* **WHAT NEEDS TO BE DONE**
Quote the records word for word, from the start of the records through the line that contains "195), (43, 193)]]", inclusive. Leave the pictures out of your answer.

* **GIVEN INFORMATION**
## BEGIN

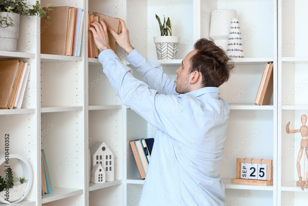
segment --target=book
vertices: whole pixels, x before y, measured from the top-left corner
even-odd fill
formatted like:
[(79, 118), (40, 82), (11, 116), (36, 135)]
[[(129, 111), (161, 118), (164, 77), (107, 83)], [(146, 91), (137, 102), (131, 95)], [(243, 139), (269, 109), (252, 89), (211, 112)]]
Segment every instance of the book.
[[(41, 164), (41, 172), (42, 173), (41, 178), (42, 179), (42, 188), (43, 189), (43, 191), (42, 192), (42, 195), (44, 195), (45, 193), (47, 193), (47, 188), (46, 184), (46, 179), (45, 179), (46, 178), (45, 177), (45, 171), (44, 168), (44, 161), (43, 160), (43, 156), (42, 154), (41, 154), (41, 161), (42, 161)], [(44, 194), (44, 195), (43, 195), (43, 193)]]
[(50, 185), (49, 184), (49, 182), (48, 181), (48, 179), (47, 177), (48, 170), (46, 166), (46, 165), (44, 162), (43, 153), (43, 151), (41, 151), (41, 156), (42, 156), (42, 160), (43, 161), (42, 163), (43, 164), (43, 168), (44, 169), (44, 175), (45, 178), (45, 182), (46, 183), (46, 190), (47, 191), (47, 194), (51, 194), (51, 191), (50, 189)]
[(84, 10), (82, 9), (81, 10), (81, 18), (80, 21), (80, 26), (79, 27), (79, 33), (78, 35), (78, 43), (77, 47), (77, 51), (78, 54), (77, 57), (80, 56), (80, 48), (81, 45), (81, 38), (82, 37), (82, 28), (83, 26), (83, 16), (84, 15)]
[(24, 79), (25, 78), (25, 76), (26, 75), (26, 70), (27, 66), (28, 63), (27, 62), (25, 62), (25, 65), (24, 66), (23, 70), (22, 72), (22, 75), (21, 79), (20, 80), (20, 83), (19, 84), (18, 90), (17, 91), (17, 95), (16, 96), (15, 102), (14, 104), (14, 108), (15, 108), (15, 107), (17, 105), (17, 102), (18, 101), (18, 99), (20, 94), (20, 92), (21, 91), (21, 88), (22, 86), (22, 83), (24, 81)]
[(135, 144), (136, 145), (136, 147), (137, 148), (137, 150), (138, 152), (138, 155), (141, 160), (142, 167), (144, 171), (144, 174), (146, 175), (147, 172), (148, 171), (148, 159), (145, 156), (145, 154), (143, 150), (143, 147), (141, 145), (141, 142), (139, 140), (137, 140), (134, 141)]
[(145, 140), (144, 139), (141, 141), (142, 146), (143, 147), (143, 150), (144, 152), (144, 154), (145, 154), (145, 156), (147, 157), (147, 158), (148, 160), (148, 163), (150, 162), (150, 152), (149, 152), (149, 149), (148, 148), (148, 146), (147, 146), (147, 143), (146, 143)]
[[(262, 94), (262, 91), (263, 91), (263, 88), (264, 86), (264, 84), (265, 83), (265, 80), (266, 79), (266, 76), (267, 76), (267, 73), (268, 72), (269, 69), (270, 68), (270, 63), (268, 62), (266, 63), (266, 67), (262, 75), (262, 78), (261, 80), (261, 82), (259, 86), (259, 91), (258, 94), (257, 94), (256, 97), (256, 101), (255, 102), (255, 103), (257, 104), (259, 104), (260, 102), (260, 100), (261, 99), (261, 95)], [(256, 103), (256, 102), (257, 103)]]
[(8, 109), (19, 61), (0, 60), (0, 108)]
[[(99, 17), (100, 19), (102, 19), (106, 24), (107, 29), (109, 28), (113, 29), (116, 32), (119, 34), (121, 32), (121, 26), (120, 20), (118, 19), (109, 16), (104, 15), (96, 12), (93, 12), (95, 16)], [(109, 39), (109, 45), (111, 49), (113, 50), (115, 53), (116, 53), (118, 44), (116, 41), (116, 39), (108, 31), (108, 38)], [(92, 33), (92, 32), (91, 32)]]
[[(90, 24), (91, 23), (91, 16), (90, 14), (90, 12), (89, 11), (88, 15), (88, 28), (91, 27)], [(92, 38), (91, 37), (92, 35), (92, 32), (91, 31), (88, 30), (88, 56), (89, 58), (93, 58), (93, 53), (92, 52), (92, 47), (93, 47), (93, 42), (92, 42)]]
[[(72, 42), (72, 56), (75, 56), (74, 55), (74, 49), (75, 47), (75, 37), (76, 37), (76, 29), (77, 27), (77, 16), (78, 15), (78, 8), (74, 8), (75, 9), (75, 18), (74, 19), (75, 19), (75, 22), (74, 22), (74, 31), (73, 33), (73, 42)], [(78, 33), (78, 31), (79, 30), (77, 30), (77, 33)], [(77, 38), (78, 37), (77, 37)]]
[(26, 74), (23, 80), (22, 81), (22, 85), (21, 89), (18, 97), (18, 99), (17, 103), (15, 102), (16, 105), (14, 105), (14, 109), (20, 109), (21, 107), (22, 104), (23, 100), (23, 97), (25, 95), (25, 92), (26, 91), (26, 86), (28, 82), (28, 78), (29, 77), (29, 74), (30, 73), (30, 65), (28, 64), (27, 65), (27, 68), (26, 69)]
[(273, 63), (271, 63), (261, 95), (259, 105), (266, 105), (269, 104), (270, 103), (274, 89), (273, 74)]
[(154, 138), (148, 138), (145, 139), (144, 141), (147, 144), (147, 146), (148, 146), (148, 148), (149, 149), (149, 152), (150, 153), (150, 155), (151, 155), (152, 153), (152, 149), (153, 148), (153, 145), (154, 144)]
[(19, 60), (19, 64), (18, 66), (18, 70), (16, 74), (14, 84), (13, 85), (13, 91), (10, 97), (10, 103), (9, 104), (9, 109), (13, 109), (14, 107), (14, 104), (17, 96), (18, 89), (20, 84), (20, 81), (22, 76), (24, 68), (25, 62), (22, 60)]
[[(65, 55), (68, 23), (68, 6), (52, 6), (51, 19), (41, 19), (41, 53)], [(46, 11), (46, 8), (43, 10)]]
[(52, 186), (52, 183), (51, 182), (51, 178), (50, 177), (50, 173), (49, 173), (49, 170), (48, 168), (47, 161), (46, 159), (46, 156), (45, 155), (45, 151), (44, 149), (41, 149), (41, 152), (42, 155), (43, 156), (43, 160), (44, 161), (44, 166), (46, 169), (46, 173), (45, 173), (45, 175), (47, 177), (46, 182), (47, 182), (47, 181), (48, 182), (48, 183), (46, 182), (46, 184), (49, 185), (49, 188), (48, 187), (47, 187), (47, 191), (50, 192), (50, 193), (48, 193), (48, 194), (51, 194), (51, 191), (54, 191), (54, 188)]
[(135, 160), (136, 161), (137, 166), (138, 168), (138, 170), (139, 170), (139, 173), (141, 177), (141, 179), (144, 179), (145, 178), (145, 174), (144, 173), (143, 168), (142, 167), (141, 160), (140, 160), (140, 158), (139, 157), (139, 155), (138, 154), (138, 152), (137, 150), (137, 148), (136, 147), (136, 145), (135, 143), (135, 141), (131, 141), (129, 142), (129, 143), (132, 147), (132, 150), (133, 154), (134, 155)]
[(78, 37), (79, 35), (79, 28), (80, 27), (80, 21), (81, 21), (81, 9), (79, 8), (77, 11), (77, 17), (76, 19), (76, 27), (75, 28), (75, 34), (74, 38), (73, 55), (77, 56), (77, 48), (78, 42)]
[[(265, 66), (264, 67), (264, 69), (263, 70), (263, 73), (262, 74), (262, 77), (261, 78), (261, 79), (263, 78), (263, 77), (264, 75), (264, 73), (265, 72), (265, 70), (266, 68), (266, 67), (267, 66), (267, 63), (265, 64)], [(258, 92), (257, 94), (257, 96), (256, 97), (256, 100), (254, 101), (254, 103), (255, 104), (257, 104), (258, 102), (257, 102), (257, 100), (258, 100), (258, 97), (260, 95), (260, 88), (261, 86), (261, 83), (262, 81), (260, 81), (260, 84), (259, 85), (259, 89), (258, 89)]]
[(65, 41), (65, 52), (64, 55), (72, 56), (72, 47), (73, 44), (73, 36), (74, 32), (74, 23), (75, 22), (75, 8), (69, 7), (67, 24), (67, 32), (66, 34)]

## END

* **ANSWER BELOW**
segment --target=book
vertices: whole pixels, x before y, measured from the top-left corner
even-odd fill
formatted like:
[(79, 118), (40, 82), (11, 116), (36, 135)]
[[(129, 111), (161, 118), (164, 77), (107, 83)], [(146, 91), (137, 102), (131, 95)], [(243, 139), (269, 109), (252, 89), (211, 112)]]
Segment every instance of the book.
[[(41, 164), (41, 172), (42, 173), (41, 178), (42, 179), (42, 188), (43, 189), (43, 191), (42, 192), (42, 195), (44, 195), (45, 193), (47, 193), (47, 188), (46, 184), (46, 179), (45, 179), (46, 178), (45, 177), (45, 171), (44, 168), (44, 161), (43, 160), (43, 156), (42, 154), (41, 154), (41, 161), (42, 161)], [(44, 194), (44, 195), (43, 195), (43, 193)]]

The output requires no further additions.